EXERCISES:
a) Name the production elements that the article on broadcast production quality below lists in its passage on how network morning programs are produced.
b) Quote word for word the stretch of the article on broadcast production quality below from "However, that doesn’t" through "to take action.".

TEXT:
Your Most Asked Question, Answered: Why Production Quality Can Make or Break Your Broadcast Segment

07.02.26 By

“Are virtual interviews still okay?” is currently one of the top questions we get when developing a media tour. The short answer is – yes, it’s entirely acceptable to do a broadcast interview from your home or office. Remote interviews and media tours have become a permanent, widely accepted staple in journalism.

However, that doesn’t mean you can cut corners on quality. In fact, whether you’re bypassing an in-studio setup or relying on a professional on-site team, you need to deliver a high-quality segment to stay on air.

According to Scott Kelley, VP and Executive Producer at Bridgenext Content Studio, today’s audiences expect broadcast-quality production, regardless of the interview location. When a brand’s On-Air presence falls short of those expectations, viewers notice. Powerful content delivers your message in a meaningful way that inspires audiences to take action.

Does Production Quality Really Affect How Audiences Judge a Brand On-Air?

Yes, and the effect is measurable. Communication researchers have documented what broadcast professionals have known for decades: nonverbal and audiovisual cues shape credibility assessments before verbal content registers. While viewers aren’t consciously evaluating your lighting setup or camera angle, production quality helps shape their overall perception of the spokesperson and brand.

Think about how network morning programs are produced. A well-framed shot, even lighting, and clear, audio aren’t production luxuries, they’re part of the viewing experience audiences have come to expect. When a brand’s on-air presence aligns with those standards, the focus stays on the message rather than the production itself.

GIVEN DATA:
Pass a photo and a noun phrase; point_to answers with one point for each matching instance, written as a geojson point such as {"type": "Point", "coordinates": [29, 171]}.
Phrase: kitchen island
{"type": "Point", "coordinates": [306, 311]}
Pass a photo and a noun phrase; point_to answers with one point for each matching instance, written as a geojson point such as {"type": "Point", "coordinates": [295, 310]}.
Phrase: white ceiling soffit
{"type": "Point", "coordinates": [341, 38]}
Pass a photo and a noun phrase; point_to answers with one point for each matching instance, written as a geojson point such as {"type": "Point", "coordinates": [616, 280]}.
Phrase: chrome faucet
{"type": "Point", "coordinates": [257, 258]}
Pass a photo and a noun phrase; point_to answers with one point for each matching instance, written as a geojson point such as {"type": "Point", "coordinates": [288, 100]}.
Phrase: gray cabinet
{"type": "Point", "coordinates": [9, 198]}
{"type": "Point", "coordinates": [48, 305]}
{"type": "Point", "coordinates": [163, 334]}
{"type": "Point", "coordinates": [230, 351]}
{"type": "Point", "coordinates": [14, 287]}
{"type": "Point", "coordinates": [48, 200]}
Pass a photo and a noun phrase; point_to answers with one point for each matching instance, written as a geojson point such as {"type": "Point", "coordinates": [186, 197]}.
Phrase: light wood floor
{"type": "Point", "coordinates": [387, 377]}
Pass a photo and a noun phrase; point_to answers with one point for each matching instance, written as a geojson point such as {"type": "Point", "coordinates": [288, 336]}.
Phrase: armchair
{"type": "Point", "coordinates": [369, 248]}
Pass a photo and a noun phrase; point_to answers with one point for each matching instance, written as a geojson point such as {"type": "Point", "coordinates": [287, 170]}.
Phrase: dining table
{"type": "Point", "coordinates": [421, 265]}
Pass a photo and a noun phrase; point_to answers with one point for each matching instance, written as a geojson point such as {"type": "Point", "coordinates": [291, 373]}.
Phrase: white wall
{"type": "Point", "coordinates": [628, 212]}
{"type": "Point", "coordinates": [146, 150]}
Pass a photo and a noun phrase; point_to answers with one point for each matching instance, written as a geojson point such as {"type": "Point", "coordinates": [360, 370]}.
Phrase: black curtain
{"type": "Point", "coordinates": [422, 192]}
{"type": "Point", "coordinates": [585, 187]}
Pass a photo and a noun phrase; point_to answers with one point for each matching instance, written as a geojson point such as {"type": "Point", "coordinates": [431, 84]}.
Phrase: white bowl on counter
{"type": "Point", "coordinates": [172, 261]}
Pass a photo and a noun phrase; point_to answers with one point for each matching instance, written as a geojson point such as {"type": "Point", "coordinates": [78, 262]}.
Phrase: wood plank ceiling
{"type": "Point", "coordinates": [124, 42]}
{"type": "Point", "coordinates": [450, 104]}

ANSWERS TO THE EXERCISES:
a)
A well-framed shot
Even lighting
Clear audio

b)
However, that doesn’t mean you can cut corners on quality. In fact, whether you’re bypassing an in-studio setup or relying on a professional on-site team, you need to deliver a high-quality segment to stay on air.

According to Scott Kelley, VP and Executive Producer at Bridgenext Content Studio, today’s audiences expect broadcast-quality production, regardless of the interview location. When a brand’s On-Air presence falls short of those expectations, viewers notice. Powerful content delivers your message in a meaningful way that inspires audiences to take action.